• [EXERCISE REQUIREMENTS]:
Please make sure what you return matches the listing below exactly, minus its pictures.

--- START ---

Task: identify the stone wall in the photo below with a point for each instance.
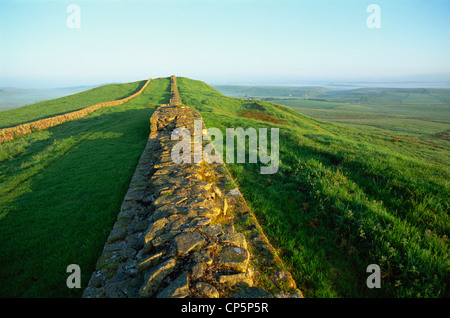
(184, 230)
(22, 129)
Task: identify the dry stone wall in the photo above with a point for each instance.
(184, 230)
(22, 129)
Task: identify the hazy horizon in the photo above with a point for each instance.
(46, 43)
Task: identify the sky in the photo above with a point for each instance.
(221, 41)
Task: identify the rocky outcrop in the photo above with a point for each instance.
(22, 129)
(184, 229)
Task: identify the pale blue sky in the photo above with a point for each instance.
(220, 41)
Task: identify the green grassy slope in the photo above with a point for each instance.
(61, 190)
(343, 199)
(67, 104)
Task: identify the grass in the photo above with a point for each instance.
(67, 104)
(342, 199)
(61, 190)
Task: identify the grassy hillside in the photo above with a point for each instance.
(67, 104)
(61, 189)
(343, 199)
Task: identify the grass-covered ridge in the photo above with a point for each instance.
(61, 190)
(67, 104)
(342, 199)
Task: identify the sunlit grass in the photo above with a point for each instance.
(61, 190)
(342, 199)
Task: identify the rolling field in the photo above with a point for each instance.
(61, 189)
(342, 199)
(420, 115)
(346, 194)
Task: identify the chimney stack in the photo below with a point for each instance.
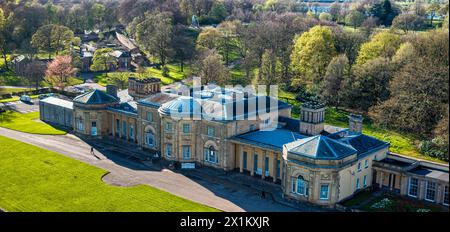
(111, 90)
(355, 123)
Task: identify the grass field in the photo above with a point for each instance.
(35, 179)
(27, 123)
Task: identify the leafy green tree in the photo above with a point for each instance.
(354, 18)
(337, 71)
(383, 44)
(408, 22)
(52, 38)
(370, 83)
(312, 52)
(384, 11)
(155, 33)
(103, 60)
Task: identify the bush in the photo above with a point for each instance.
(434, 148)
(165, 71)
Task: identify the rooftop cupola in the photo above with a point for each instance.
(312, 116)
(355, 123)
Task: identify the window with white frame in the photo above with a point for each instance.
(445, 200)
(168, 150)
(324, 192)
(186, 151)
(80, 124)
(301, 186)
(149, 116)
(430, 192)
(413, 187)
(211, 131)
(186, 128)
(211, 155)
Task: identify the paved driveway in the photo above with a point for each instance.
(124, 171)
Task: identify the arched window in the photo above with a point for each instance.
(210, 154)
(149, 138)
(300, 185)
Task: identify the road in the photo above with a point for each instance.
(125, 172)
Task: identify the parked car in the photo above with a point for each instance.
(25, 98)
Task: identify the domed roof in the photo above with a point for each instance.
(95, 97)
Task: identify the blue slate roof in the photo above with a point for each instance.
(95, 97)
(273, 138)
(320, 147)
(220, 110)
(361, 142)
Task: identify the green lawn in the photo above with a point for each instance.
(27, 123)
(35, 179)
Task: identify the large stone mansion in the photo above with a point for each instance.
(311, 161)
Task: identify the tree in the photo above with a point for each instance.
(432, 9)
(103, 60)
(155, 32)
(325, 16)
(35, 72)
(268, 69)
(120, 79)
(370, 83)
(408, 22)
(52, 38)
(384, 11)
(312, 52)
(183, 46)
(354, 18)
(335, 11)
(337, 71)
(218, 12)
(212, 69)
(383, 44)
(59, 71)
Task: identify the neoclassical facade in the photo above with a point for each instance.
(230, 129)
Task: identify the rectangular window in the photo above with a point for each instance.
(124, 128)
(413, 187)
(293, 184)
(186, 152)
(168, 150)
(186, 128)
(431, 191)
(255, 162)
(445, 201)
(324, 192)
(168, 127)
(266, 164)
(211, 131)
(278, 168)
(245, 160)
(149, 116)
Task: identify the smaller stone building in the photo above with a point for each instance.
(56, 111)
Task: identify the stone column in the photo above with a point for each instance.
(263, 165)
(274, 166)
(241, 157)
(252, 166)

--- END ---

• [OUTPUT OF THE TASK]:
Task: identify the stone wall in the photo below with a point for each instance.
(184, 230)
(22, 129)
Task: identify the dry stone wall in the photo above with a point for each instance.
(184, 230)
(22, 129)
Task: identify the hazy horizon in the photo above with a point for each instance.
(46, 43)
Task: identify the sky in the photo above with a point for each instance.
(221, 41)
Task: identify the rocky outcrop in the photo above with a point for each instance.
(22, 129)
(184, 229)
Task: identify the pale blue sky in the photo above with a point for each instance.
(220, 41)
Task: identify the green grassy slope in the photo above with a point for each instance.
(61, 190)
(343, 199)
(67, 104)
Task: identify the grass in the photo above with a point for each instance.
(67, 104)
(342, 199)
(61, 190)
Task: identify the grassy hillside in the photo above with a point for each instance.
(67, 104)
(61, 189)
(343, 199)
Task: identify the grass-covered ridge in the photo above with a point for each instance.
(61, 190)
(67, 104)
(342, 199)
Task: identify the sunlit grass in the photo above with a point for each instance.
(61, 190)
(342, 199)
Task: identify the rolling field in the photo above with a point for each instance.
(61, 189)
(342, 199)
(420, 115)
(346, 194)
Task: identify the chimney stack in the photo below with a point for each instance.
(111, 90)
(355, 123)
Task: identify the grass field in the photo above with a point for each instance.
(35, 179)
(27, 123)
Task: identify the leafy green tree in the photo above with a point for each instance.
(354, 18)
(337, 71)
(383, 44)
(408, 22)
(52, 38)
(370, 83)
(312, 52)
(384, 11)
(155, 33)
(103, 60)
Task: identify the bush in the photo above with a point for each instance.
(434, 148)
(165, 71)
Task: identify the rooftop cupola in the photo above with a point for each instance.
(312, 116)
(355, 123)
Task: identify the window with white frame in the photo above with a point for each instance.
(445, 200)
(168, 150)
(324, 192)
(186, 151)
(80, 124)
(301, 186)
(149, 116)
(430, 192)
(413, 187)
(211, 131)
(186, 128)
(211, 155)
Task: identify the paved driveway in the photo above with a point for each instance.
(124, 171)
Task: identify the arched window in the photo above with a point for each instance.
(210, 154)
(149, 138)
(300, 185)
Task: identify the road in the photo above with a point for each instance.
(125, 172)
Task: identify the parked car in the photo above with a point for each instance.
(25, 98)
Task: identify the domed roof in the photo above with a point for each instance.
(95, 97)
Task: identify the blue slate roof in the photo above with a point for each instance.
(95, 97)
(273, 138)
(320, 147)
(220, 110)
(361, 142)
Task: identify the green lawn in the photo above with a point for each instance.
(27, 123)
(35, 179)
Task: identify the large stone mansion in the photo above with a point for each instance.
(311, 161)
Task: identify the tree in the photo above with a point for each instance.
(432, 9)
(103, 60)
(155, 32)
(325, 16)
(35, 72)
(268, 69)
(120, 79)
(370, 83)
(408, 22)
(52, 38)
(384, 11)
(312, 52)
(183, 46)
(354, 18)
(335, 11)
(337, 71)
(218, 12)
(212, 69)
(383, 44)
(59, 71)
Task: identify the neoclassical facade in the photo above with a point for each instance.
(230, 129)
Task: identify the rectangular window in the photo above with a point for each instance.
(124, 128)
(413, 187)
(293, 184)
(186, 152)
(168, 150)
(186, 128)
(431, 191)
(255, 162)
(445, 201)
(324, 192)
(168, 127)
(266, 164)
(211, 131)
(278, 168)
(245, 160)
(149, 116)
Task: identify the smaller stone building in the photo above with a point for each instance.
(56, 111)
Task: identify the stone column in the photo above with a point for each instance.
(263, 165)
(274, 166)
(241, 157)
(252, 166)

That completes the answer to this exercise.